Supplied data:

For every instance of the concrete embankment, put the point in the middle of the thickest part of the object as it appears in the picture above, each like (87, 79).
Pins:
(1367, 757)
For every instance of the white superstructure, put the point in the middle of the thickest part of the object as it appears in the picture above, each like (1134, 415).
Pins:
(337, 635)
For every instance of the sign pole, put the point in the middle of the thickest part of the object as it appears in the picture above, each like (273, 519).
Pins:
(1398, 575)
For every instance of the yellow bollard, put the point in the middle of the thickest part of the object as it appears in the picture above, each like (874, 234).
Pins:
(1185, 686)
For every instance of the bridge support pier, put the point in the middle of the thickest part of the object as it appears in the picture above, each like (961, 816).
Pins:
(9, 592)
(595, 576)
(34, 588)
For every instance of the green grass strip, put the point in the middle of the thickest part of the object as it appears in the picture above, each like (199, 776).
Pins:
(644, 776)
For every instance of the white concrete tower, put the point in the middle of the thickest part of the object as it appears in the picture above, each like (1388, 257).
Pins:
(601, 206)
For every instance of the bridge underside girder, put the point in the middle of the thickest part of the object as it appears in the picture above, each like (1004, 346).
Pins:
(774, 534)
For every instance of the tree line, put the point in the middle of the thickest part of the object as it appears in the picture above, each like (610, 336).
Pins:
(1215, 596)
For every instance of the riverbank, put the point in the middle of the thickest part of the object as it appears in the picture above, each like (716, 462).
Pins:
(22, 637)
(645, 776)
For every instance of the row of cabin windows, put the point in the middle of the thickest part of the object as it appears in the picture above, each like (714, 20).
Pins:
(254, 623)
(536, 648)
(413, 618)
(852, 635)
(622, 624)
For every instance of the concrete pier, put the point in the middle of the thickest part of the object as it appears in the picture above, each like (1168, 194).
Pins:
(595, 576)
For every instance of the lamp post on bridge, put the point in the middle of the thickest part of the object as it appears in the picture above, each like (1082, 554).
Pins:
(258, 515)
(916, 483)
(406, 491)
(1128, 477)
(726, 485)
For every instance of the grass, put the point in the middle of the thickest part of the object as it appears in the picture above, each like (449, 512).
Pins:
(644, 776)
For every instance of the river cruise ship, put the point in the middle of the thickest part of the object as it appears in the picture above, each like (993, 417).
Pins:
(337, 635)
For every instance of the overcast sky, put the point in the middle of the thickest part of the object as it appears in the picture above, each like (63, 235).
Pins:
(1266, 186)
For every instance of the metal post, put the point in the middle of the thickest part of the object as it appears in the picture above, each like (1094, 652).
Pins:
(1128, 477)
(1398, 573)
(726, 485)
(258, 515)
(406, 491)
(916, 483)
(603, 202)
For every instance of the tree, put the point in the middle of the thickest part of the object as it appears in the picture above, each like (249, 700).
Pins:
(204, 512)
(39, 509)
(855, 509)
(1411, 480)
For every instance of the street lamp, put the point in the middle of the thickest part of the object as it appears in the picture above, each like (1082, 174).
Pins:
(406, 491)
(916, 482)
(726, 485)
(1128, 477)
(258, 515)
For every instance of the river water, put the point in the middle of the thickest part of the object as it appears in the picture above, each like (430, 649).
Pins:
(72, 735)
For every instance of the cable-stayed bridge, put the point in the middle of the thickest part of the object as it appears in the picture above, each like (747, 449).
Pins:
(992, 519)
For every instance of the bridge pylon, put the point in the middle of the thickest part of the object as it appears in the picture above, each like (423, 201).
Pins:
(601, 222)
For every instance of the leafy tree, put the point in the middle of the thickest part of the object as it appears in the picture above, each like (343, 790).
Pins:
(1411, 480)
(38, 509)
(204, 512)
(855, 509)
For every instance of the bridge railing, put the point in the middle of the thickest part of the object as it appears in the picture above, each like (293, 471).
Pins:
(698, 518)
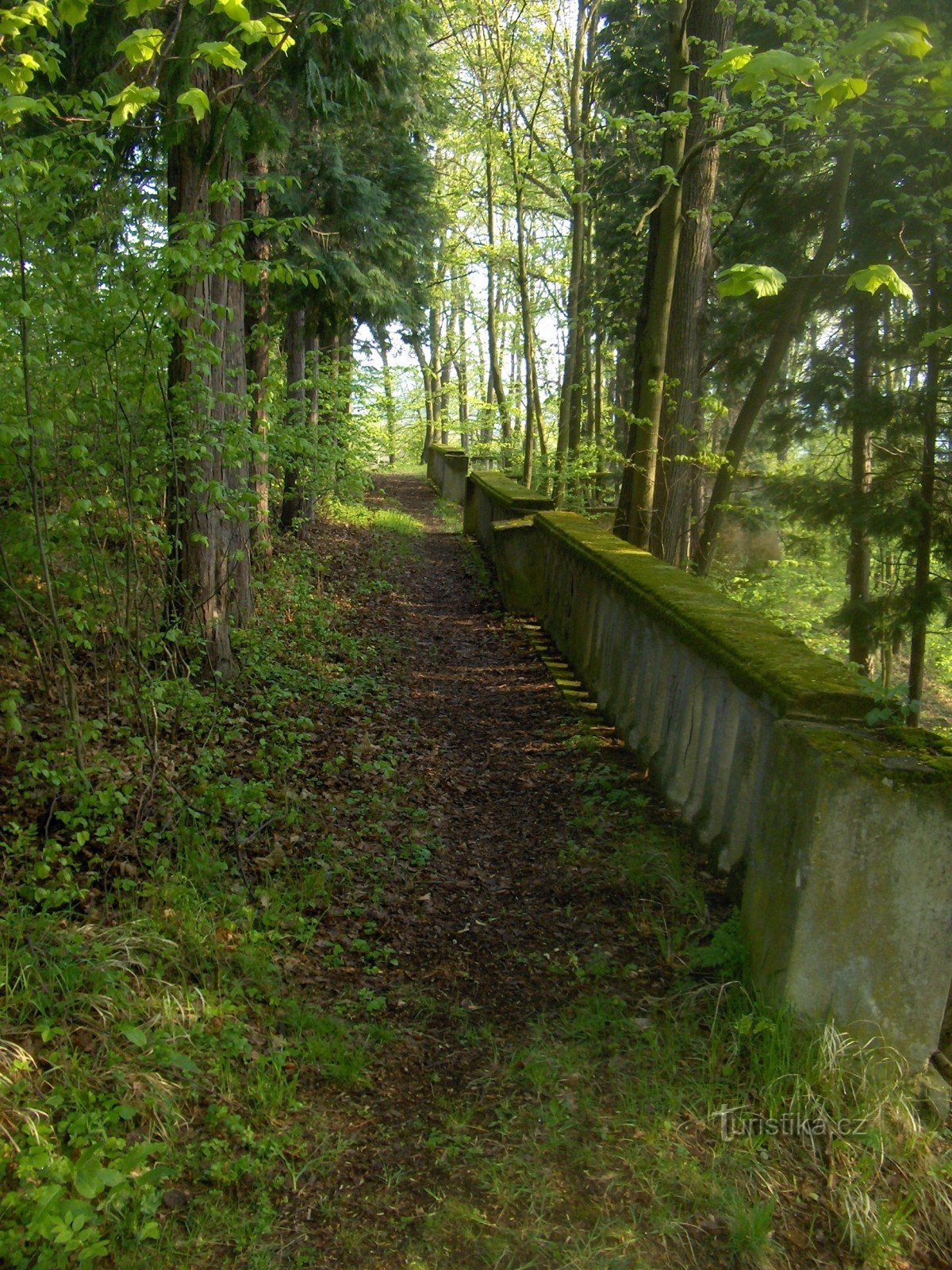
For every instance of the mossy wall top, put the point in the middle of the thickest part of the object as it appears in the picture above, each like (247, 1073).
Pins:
(758, 656)
(509, 493)
(447, 450)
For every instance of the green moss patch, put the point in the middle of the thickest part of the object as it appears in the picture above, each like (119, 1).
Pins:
(758, 656)
(511, 493)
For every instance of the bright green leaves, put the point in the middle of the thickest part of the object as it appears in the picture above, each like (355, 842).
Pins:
(730, 61)
(776, 65)
(742, 279)
(220, 52)
(141, 46)
(73, 12)
(835, 89)
(133, 1035)
(14, 107)
(90, 1179)
(129, 102)
(758, 70)
(271, 29)
(232, 10)
(876, 276)
(908, 36)
(196, 101)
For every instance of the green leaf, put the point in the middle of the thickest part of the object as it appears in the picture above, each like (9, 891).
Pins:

Direction:
Write out exactly the lines of the entries above that run from the line containing "For every instance of the bright" through the last line, including both.

Full output:
For every instance of the bright green leaves, put the point in the middle of the thickest part of the object as it appears in the picture above, each like (355, 842).
Pins:
(730, 61)
(776, 65)
(742, 279)
(220, 52)
(141, 46)
(73, 12)
(835, 89)
(133, 1035)
(14, 107)
(90, 1179)
(129, 102)
(758, 70)
(271, 29)
(232, 10)
(876, 276)
(908, 36)
(196, 101)
For every instance of the green leaf, put the point in the middle of the thickest part of the object as it appears in the picture above, each like (9, 891).
Pins:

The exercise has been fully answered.